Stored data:
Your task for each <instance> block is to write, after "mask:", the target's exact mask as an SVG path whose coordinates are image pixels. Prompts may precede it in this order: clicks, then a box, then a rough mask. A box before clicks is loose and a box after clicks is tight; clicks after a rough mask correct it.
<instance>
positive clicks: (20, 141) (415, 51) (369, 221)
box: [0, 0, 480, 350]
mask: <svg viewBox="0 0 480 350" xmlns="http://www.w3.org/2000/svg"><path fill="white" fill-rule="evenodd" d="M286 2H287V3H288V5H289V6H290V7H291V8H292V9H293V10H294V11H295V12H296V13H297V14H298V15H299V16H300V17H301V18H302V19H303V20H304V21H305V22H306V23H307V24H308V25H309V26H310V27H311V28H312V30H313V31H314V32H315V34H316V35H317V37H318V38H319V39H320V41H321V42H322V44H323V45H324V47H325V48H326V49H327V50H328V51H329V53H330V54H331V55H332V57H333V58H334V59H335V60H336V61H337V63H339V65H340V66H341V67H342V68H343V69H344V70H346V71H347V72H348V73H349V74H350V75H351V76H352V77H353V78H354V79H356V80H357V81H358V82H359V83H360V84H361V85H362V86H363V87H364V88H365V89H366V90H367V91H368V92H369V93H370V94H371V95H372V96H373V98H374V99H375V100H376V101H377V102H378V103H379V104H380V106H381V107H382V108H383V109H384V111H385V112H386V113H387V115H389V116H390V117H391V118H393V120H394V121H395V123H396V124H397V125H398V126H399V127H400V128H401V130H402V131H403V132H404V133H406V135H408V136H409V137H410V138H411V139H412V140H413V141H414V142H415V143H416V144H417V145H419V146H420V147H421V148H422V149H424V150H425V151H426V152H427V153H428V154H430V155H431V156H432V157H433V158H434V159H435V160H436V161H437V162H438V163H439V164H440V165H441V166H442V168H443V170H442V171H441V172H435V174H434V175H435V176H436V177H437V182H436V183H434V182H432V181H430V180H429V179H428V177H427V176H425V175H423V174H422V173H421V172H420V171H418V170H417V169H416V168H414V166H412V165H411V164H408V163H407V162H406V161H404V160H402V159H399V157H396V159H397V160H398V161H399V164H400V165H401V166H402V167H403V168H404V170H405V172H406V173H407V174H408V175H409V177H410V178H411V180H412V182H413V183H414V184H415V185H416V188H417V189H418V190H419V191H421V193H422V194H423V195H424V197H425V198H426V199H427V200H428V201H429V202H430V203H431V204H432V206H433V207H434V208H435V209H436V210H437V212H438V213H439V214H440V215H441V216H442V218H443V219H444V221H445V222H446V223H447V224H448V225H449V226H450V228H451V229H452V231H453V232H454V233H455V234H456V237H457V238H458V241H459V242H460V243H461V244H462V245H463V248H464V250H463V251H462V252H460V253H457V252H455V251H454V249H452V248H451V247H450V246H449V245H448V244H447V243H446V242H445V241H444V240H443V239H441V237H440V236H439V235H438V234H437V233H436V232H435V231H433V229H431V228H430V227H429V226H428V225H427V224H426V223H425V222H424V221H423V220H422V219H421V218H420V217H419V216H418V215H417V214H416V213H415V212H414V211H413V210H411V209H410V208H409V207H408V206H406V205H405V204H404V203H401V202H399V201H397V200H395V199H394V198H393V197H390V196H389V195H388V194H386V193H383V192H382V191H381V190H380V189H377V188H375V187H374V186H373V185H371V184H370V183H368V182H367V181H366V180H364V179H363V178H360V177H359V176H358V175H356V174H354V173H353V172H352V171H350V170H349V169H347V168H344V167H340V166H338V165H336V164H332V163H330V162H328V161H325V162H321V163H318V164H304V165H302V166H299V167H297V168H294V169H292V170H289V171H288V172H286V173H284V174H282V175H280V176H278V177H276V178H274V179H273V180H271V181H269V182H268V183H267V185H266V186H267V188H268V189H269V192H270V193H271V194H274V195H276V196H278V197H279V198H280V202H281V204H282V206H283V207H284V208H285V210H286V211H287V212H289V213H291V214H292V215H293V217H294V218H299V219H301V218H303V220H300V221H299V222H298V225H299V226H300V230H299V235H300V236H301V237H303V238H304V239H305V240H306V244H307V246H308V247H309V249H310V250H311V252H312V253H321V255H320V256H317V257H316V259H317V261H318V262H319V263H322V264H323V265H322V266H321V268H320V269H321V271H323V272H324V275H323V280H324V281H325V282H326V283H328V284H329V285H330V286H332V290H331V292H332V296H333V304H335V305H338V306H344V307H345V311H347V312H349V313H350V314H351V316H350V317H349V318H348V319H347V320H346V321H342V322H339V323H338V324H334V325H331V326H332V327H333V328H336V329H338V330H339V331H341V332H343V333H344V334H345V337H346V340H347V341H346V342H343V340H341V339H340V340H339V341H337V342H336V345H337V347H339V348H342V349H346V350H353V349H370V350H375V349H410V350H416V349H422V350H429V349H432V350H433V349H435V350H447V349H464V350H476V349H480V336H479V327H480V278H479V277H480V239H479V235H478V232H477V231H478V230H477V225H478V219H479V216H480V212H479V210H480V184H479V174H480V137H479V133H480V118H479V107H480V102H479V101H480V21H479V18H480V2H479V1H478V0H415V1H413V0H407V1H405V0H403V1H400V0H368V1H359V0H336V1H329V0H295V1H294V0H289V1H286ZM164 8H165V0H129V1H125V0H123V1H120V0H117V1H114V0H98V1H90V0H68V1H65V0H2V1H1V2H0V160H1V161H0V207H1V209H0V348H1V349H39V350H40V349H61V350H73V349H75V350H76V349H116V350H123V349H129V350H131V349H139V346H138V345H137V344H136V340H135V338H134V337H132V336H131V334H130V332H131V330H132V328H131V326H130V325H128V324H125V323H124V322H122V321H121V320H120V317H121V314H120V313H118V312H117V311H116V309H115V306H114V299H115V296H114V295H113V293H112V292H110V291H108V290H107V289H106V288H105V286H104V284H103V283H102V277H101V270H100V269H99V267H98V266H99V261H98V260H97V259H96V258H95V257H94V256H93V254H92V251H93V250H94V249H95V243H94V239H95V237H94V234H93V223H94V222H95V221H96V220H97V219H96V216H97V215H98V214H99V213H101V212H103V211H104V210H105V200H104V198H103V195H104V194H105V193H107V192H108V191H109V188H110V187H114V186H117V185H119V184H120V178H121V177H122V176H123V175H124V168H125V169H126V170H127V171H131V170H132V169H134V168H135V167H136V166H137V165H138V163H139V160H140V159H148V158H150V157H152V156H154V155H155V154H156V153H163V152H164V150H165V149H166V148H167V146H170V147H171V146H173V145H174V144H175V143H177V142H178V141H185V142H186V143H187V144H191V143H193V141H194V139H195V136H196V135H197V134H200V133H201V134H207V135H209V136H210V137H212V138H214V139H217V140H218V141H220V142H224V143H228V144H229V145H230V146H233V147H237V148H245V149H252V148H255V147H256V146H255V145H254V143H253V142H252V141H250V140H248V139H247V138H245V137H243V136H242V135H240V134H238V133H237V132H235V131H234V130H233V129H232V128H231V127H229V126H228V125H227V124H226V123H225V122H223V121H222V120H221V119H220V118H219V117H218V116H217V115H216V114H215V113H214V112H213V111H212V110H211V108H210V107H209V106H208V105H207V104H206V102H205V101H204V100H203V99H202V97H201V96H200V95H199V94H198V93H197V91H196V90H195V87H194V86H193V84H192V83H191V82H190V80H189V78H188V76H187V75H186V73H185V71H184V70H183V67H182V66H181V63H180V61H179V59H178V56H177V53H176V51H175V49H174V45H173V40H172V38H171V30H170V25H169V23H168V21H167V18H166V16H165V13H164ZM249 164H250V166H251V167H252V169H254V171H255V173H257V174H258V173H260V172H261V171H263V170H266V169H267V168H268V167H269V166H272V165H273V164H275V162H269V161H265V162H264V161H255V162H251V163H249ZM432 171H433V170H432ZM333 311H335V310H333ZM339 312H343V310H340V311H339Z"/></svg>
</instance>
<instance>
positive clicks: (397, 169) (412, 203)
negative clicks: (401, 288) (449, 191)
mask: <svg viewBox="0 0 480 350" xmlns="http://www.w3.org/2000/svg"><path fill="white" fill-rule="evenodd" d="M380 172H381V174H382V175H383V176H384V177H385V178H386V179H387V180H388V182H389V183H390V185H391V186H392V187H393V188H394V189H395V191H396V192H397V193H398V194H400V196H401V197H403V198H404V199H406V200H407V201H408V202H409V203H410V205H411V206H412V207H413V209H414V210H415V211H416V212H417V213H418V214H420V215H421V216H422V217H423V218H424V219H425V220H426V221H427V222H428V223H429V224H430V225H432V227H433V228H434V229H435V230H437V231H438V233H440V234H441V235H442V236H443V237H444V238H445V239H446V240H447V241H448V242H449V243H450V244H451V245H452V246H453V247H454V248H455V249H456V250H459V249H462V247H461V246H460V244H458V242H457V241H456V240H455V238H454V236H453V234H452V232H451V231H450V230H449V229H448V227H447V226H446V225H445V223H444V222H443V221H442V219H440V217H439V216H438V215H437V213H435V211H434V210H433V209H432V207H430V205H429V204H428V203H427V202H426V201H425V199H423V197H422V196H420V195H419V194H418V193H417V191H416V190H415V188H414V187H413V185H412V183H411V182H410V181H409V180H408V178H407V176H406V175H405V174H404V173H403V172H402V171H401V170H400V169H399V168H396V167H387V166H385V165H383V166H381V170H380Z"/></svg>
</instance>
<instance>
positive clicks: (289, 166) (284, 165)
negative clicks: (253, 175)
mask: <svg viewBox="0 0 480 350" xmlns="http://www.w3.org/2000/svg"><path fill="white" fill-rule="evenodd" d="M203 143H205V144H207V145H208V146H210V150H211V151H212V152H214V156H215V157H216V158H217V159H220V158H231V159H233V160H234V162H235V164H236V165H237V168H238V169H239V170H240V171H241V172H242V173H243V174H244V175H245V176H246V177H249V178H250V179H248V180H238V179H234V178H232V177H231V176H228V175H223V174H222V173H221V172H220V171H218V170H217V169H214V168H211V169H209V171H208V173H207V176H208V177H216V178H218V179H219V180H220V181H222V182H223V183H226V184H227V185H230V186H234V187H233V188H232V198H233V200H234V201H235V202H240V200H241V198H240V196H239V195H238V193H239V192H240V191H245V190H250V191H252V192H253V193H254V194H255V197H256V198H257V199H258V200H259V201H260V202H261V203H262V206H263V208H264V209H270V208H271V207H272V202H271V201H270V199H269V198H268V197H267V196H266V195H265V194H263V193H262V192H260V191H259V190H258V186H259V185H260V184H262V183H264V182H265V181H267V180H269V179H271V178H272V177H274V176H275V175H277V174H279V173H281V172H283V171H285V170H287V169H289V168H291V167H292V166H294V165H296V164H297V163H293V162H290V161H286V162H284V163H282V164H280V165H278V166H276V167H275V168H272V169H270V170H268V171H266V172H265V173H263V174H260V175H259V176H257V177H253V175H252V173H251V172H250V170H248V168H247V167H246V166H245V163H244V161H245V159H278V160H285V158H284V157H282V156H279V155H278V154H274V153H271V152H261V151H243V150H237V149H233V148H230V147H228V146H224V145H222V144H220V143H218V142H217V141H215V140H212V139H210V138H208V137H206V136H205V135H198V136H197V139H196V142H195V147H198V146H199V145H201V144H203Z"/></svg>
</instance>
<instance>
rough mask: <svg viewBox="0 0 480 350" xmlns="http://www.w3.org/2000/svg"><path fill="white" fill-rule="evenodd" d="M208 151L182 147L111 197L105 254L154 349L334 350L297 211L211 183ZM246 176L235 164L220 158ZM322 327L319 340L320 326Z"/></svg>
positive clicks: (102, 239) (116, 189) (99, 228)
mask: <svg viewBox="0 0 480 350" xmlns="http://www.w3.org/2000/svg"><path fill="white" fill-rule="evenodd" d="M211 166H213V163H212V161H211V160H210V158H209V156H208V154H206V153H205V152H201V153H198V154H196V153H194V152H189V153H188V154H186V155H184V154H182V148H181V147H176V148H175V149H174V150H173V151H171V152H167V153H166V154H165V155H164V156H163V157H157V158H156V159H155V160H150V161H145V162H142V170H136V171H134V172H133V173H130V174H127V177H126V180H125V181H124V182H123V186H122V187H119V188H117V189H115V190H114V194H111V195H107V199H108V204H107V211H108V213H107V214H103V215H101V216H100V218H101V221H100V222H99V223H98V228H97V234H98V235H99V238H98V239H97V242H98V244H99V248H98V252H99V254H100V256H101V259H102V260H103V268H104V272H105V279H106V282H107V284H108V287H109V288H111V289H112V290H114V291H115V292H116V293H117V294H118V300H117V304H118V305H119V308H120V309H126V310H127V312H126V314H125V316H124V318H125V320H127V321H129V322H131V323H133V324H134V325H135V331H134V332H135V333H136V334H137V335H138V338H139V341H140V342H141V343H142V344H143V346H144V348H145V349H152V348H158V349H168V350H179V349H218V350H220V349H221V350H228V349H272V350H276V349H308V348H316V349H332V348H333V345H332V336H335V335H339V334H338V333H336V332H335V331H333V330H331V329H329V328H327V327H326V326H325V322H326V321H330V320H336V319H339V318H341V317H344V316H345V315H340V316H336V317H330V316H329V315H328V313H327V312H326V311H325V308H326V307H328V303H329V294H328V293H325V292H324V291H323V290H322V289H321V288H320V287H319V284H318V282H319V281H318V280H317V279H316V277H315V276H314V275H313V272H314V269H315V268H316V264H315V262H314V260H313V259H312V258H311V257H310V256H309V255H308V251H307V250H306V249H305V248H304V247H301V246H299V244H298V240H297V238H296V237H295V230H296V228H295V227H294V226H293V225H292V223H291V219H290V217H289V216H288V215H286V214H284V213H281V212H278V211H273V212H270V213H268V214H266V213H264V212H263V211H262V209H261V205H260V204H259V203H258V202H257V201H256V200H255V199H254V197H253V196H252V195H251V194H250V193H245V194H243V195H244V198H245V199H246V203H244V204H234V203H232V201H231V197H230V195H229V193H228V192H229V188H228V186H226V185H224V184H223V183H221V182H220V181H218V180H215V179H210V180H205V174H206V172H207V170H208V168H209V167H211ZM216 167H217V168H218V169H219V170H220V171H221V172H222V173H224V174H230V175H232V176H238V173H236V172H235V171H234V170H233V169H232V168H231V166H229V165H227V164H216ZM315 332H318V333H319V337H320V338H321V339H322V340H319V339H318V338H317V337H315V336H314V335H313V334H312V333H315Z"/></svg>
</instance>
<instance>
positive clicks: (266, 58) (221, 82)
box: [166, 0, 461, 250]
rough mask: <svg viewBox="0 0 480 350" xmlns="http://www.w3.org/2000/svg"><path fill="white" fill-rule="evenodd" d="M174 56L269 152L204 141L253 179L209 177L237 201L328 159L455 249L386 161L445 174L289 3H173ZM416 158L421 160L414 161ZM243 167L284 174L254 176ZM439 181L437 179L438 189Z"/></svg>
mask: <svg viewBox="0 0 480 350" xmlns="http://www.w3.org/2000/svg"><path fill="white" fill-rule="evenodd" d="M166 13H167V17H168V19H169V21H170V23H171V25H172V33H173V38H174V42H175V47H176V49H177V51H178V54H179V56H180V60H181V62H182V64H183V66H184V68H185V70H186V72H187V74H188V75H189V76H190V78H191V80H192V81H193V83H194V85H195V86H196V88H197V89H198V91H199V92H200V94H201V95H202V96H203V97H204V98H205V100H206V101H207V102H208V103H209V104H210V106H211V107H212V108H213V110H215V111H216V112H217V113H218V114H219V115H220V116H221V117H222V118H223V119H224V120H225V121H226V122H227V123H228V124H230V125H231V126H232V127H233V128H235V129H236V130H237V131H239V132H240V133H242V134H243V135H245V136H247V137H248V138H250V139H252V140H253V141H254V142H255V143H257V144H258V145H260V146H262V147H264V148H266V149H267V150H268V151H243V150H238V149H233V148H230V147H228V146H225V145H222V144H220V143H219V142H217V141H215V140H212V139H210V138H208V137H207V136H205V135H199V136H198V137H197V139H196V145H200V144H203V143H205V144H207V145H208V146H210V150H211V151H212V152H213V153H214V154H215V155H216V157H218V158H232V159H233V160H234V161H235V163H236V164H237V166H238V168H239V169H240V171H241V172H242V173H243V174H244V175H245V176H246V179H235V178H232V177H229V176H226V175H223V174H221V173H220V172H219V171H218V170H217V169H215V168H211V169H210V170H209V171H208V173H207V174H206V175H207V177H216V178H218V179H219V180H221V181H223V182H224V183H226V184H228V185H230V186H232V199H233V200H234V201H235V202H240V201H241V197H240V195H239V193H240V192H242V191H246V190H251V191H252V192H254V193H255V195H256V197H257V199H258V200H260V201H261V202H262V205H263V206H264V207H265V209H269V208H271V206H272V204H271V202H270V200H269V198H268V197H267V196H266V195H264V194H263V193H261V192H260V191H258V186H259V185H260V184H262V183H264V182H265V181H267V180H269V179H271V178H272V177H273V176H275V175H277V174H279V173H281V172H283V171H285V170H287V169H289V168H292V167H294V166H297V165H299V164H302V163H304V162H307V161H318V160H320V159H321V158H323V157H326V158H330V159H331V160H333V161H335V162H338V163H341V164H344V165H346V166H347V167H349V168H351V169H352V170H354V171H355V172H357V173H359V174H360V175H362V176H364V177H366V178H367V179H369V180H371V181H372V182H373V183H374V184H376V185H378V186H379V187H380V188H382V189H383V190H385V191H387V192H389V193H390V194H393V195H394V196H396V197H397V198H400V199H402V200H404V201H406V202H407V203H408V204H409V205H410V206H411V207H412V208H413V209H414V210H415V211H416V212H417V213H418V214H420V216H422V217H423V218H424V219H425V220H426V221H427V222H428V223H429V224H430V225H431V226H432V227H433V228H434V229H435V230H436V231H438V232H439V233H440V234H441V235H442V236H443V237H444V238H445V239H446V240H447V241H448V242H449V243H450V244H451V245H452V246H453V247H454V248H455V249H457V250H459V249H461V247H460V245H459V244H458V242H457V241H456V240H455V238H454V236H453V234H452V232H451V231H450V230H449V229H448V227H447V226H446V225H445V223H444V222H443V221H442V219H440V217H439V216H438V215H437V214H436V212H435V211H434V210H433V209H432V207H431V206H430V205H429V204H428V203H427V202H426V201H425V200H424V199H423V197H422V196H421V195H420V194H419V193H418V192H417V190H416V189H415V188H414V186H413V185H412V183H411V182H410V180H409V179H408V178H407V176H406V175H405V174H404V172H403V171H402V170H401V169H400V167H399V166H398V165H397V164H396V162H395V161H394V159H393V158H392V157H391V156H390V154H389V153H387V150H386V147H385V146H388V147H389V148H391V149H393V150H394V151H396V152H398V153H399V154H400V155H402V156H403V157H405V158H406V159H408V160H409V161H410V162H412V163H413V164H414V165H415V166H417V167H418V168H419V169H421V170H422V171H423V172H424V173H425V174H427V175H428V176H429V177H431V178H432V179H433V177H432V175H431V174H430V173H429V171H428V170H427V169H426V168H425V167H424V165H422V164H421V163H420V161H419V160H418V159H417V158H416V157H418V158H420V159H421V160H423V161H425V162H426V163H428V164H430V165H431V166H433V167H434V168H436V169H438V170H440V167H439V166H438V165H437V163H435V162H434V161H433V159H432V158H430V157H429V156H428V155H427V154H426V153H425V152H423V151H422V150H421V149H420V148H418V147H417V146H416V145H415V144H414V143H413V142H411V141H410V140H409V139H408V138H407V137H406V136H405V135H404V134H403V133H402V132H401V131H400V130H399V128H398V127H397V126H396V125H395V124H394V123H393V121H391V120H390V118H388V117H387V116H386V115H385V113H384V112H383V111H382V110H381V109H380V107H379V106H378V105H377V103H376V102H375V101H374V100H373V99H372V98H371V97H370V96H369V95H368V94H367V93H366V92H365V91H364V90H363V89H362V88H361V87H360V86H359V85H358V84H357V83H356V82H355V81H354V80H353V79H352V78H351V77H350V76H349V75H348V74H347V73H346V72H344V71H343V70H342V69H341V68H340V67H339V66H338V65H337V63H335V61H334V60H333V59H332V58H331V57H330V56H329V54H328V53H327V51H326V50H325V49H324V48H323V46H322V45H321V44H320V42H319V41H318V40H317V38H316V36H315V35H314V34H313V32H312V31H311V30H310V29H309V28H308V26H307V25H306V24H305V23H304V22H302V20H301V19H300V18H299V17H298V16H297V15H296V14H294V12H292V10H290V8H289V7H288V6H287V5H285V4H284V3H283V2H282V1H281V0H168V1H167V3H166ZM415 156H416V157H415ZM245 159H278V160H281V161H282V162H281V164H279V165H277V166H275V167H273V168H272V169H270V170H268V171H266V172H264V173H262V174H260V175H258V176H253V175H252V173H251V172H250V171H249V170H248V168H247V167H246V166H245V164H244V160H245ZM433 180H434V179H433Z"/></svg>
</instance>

What is being asked
Determine how many lines of the data above hold the word "positive". Output that number only.

Response for this exercise
5